** START OF LISTED RECORDS **

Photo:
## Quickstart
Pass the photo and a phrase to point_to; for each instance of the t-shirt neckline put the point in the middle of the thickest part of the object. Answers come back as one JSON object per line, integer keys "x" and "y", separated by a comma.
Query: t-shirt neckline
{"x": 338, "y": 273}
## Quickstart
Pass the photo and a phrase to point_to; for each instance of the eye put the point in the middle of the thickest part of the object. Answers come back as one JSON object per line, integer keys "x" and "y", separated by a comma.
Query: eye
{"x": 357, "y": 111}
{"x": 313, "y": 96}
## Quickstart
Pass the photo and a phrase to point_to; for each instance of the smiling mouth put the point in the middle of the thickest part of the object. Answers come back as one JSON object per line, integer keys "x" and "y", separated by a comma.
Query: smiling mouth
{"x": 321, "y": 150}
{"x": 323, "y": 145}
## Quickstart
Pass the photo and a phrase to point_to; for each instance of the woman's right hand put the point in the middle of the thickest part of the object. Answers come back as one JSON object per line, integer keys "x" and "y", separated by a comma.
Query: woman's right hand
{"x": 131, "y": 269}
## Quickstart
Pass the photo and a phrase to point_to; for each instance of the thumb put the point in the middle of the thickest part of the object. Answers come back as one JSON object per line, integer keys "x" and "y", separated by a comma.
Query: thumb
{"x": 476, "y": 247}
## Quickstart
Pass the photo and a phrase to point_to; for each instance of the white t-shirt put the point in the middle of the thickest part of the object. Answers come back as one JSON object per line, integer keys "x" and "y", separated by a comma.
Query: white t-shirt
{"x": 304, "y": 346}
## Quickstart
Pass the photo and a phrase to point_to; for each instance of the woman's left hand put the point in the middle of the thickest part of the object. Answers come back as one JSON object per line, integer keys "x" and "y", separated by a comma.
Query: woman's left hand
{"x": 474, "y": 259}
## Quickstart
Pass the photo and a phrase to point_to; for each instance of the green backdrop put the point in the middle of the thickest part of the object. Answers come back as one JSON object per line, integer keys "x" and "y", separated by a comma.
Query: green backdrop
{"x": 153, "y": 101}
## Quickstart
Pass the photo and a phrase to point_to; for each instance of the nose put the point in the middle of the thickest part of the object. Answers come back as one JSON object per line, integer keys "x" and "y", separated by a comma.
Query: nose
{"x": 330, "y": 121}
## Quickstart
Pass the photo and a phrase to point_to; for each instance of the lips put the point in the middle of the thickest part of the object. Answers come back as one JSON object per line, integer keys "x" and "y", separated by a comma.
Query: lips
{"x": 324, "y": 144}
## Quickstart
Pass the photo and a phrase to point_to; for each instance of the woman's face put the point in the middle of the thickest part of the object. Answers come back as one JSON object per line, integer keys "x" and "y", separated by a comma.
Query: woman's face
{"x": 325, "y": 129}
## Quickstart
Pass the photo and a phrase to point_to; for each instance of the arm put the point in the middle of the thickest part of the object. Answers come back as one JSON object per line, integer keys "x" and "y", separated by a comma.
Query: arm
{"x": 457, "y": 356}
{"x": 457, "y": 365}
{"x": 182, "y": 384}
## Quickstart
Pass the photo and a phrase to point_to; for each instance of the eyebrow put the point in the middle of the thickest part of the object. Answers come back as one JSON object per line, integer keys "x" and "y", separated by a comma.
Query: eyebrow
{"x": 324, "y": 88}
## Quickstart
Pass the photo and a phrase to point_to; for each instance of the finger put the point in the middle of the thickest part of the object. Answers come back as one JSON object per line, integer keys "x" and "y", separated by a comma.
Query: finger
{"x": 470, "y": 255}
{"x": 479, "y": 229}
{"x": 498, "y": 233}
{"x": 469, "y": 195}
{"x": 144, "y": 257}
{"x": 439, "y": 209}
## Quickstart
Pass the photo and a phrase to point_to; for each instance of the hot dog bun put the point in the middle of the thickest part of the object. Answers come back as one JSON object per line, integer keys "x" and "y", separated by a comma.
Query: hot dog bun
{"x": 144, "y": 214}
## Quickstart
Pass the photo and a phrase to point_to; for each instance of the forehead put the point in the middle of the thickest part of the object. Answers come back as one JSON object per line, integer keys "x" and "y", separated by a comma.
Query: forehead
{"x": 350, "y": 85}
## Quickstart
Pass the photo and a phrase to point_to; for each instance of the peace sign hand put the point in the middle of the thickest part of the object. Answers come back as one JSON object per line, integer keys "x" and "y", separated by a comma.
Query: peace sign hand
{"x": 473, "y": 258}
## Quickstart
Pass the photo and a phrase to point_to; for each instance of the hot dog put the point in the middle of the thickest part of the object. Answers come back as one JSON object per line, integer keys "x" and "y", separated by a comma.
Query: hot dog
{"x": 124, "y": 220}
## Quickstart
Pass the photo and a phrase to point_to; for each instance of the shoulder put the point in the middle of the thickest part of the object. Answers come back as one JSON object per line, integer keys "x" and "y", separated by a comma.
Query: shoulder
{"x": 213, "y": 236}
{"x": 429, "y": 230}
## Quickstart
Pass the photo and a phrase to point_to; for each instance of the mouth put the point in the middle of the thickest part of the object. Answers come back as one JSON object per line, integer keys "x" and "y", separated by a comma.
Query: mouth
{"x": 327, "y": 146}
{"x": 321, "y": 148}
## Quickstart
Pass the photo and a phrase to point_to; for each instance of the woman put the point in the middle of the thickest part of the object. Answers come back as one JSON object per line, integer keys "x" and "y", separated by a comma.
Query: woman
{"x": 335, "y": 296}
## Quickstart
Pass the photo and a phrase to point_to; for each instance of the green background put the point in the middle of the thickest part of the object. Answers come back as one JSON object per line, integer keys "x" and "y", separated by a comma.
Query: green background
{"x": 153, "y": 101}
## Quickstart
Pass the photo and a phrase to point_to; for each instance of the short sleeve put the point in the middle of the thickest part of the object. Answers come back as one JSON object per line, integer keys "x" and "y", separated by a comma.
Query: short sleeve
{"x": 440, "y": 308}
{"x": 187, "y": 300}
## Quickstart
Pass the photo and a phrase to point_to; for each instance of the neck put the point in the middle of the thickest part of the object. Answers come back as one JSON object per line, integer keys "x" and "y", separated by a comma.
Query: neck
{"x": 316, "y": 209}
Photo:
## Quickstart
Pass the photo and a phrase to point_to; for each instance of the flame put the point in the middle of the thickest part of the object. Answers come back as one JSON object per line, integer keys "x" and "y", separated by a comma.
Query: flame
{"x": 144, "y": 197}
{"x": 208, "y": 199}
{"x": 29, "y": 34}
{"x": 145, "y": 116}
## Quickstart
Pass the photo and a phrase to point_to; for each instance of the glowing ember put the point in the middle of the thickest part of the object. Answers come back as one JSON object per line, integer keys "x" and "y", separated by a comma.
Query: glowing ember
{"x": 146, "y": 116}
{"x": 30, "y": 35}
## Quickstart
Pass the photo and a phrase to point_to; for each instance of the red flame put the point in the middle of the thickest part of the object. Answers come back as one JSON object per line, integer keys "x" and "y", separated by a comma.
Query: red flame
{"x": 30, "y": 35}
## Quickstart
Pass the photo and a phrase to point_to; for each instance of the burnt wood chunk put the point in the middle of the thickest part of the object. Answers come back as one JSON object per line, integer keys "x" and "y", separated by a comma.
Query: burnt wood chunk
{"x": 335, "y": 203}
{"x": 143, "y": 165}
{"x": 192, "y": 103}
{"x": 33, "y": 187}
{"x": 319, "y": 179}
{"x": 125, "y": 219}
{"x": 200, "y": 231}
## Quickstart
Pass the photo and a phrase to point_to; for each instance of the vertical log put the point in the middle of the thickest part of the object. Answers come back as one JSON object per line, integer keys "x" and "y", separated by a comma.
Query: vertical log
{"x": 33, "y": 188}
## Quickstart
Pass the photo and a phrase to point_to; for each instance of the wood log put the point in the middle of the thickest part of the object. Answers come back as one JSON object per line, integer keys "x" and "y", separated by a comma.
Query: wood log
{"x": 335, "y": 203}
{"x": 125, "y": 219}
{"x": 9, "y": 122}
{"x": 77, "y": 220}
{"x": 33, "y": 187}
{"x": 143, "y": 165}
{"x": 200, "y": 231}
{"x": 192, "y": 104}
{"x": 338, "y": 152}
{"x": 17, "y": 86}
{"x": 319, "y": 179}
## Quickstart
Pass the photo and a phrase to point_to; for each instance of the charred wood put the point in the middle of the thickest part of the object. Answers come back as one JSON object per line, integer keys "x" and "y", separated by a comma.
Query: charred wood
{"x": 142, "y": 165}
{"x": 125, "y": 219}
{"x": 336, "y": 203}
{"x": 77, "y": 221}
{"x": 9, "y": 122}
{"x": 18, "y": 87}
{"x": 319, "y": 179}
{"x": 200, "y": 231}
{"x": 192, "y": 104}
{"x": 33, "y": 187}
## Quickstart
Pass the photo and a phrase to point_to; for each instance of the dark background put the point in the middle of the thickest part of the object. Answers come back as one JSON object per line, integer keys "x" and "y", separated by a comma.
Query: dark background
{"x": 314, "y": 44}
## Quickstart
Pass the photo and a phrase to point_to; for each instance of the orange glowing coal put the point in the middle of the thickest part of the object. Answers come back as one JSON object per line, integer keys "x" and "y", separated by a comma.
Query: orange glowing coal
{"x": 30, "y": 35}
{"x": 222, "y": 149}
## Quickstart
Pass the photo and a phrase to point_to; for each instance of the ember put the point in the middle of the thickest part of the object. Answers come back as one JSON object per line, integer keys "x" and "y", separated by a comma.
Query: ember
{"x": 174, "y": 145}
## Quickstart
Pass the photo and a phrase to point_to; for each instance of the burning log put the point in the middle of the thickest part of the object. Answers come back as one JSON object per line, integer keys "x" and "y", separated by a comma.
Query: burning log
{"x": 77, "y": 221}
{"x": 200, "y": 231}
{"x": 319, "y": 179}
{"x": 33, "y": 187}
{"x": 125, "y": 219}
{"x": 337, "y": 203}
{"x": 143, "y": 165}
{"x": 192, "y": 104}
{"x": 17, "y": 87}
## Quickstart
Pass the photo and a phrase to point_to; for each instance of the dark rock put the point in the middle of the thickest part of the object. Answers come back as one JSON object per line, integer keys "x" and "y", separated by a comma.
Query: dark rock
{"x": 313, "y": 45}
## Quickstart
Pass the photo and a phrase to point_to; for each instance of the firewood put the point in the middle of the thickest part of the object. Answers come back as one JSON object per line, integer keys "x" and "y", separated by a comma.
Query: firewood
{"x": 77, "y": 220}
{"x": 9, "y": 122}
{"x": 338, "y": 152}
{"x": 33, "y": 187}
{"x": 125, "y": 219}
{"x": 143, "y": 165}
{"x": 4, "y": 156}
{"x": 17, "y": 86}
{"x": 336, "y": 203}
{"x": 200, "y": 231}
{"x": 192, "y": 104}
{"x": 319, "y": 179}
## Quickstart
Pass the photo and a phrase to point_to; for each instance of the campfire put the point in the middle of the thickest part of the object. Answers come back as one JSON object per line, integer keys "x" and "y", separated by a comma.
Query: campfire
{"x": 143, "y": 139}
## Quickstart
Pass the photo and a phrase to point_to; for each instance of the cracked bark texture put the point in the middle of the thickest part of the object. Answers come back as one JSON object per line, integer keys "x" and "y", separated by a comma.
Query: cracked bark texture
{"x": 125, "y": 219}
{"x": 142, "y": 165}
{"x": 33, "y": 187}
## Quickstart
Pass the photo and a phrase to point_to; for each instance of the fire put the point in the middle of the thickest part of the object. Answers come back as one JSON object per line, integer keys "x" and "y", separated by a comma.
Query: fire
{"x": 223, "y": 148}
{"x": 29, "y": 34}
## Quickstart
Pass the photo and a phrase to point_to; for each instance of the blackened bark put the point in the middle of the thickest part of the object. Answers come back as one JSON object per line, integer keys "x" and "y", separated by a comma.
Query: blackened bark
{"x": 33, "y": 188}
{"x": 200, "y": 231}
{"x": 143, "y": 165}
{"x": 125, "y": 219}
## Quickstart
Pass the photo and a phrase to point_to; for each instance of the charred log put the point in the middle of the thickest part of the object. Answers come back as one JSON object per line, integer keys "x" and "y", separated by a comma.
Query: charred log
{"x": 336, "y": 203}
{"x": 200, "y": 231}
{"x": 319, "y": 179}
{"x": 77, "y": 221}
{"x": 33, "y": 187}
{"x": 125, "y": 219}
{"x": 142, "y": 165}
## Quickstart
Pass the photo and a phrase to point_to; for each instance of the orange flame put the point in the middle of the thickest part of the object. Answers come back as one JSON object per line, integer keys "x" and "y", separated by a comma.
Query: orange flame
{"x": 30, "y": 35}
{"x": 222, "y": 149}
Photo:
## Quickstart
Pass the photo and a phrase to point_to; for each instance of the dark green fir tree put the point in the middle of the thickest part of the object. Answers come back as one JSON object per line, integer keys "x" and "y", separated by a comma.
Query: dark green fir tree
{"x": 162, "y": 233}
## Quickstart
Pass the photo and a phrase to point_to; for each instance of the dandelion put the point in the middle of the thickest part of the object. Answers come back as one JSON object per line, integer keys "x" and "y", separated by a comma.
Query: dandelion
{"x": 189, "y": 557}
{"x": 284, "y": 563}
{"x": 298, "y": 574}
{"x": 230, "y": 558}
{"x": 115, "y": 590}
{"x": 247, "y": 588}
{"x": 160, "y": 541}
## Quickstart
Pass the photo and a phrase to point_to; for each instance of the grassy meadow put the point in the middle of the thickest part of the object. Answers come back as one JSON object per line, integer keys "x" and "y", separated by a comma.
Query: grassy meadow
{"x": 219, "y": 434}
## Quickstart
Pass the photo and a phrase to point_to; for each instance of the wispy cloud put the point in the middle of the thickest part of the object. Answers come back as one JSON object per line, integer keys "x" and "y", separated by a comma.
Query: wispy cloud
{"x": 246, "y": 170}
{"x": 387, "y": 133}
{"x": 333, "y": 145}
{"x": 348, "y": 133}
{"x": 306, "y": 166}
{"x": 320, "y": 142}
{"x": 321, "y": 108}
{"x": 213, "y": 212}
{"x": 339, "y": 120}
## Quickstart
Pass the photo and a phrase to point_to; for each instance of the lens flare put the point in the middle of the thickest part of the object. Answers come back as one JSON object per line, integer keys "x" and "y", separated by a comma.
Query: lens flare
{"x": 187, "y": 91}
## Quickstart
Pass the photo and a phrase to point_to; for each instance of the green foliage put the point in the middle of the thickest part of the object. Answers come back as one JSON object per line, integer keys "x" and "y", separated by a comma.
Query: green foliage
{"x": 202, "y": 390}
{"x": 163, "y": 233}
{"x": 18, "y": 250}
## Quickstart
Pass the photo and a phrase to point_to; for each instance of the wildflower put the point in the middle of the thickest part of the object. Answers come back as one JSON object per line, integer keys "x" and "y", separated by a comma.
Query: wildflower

** END OF LISTED RECORDS **

» TASK GOAL:
Copy out the entries word for word, from the very start of the entries up to and including the line that contains "of the t-shirt".

» REPLY:
Photo:
## Quickstart
Pass the photo and a phrase to point_to; for each instance of the t-shirt neckline put the point in the middle of the thickest part of the object. Answers come back as one JSON object per line, integer keys "x" and "y", separated by a comma.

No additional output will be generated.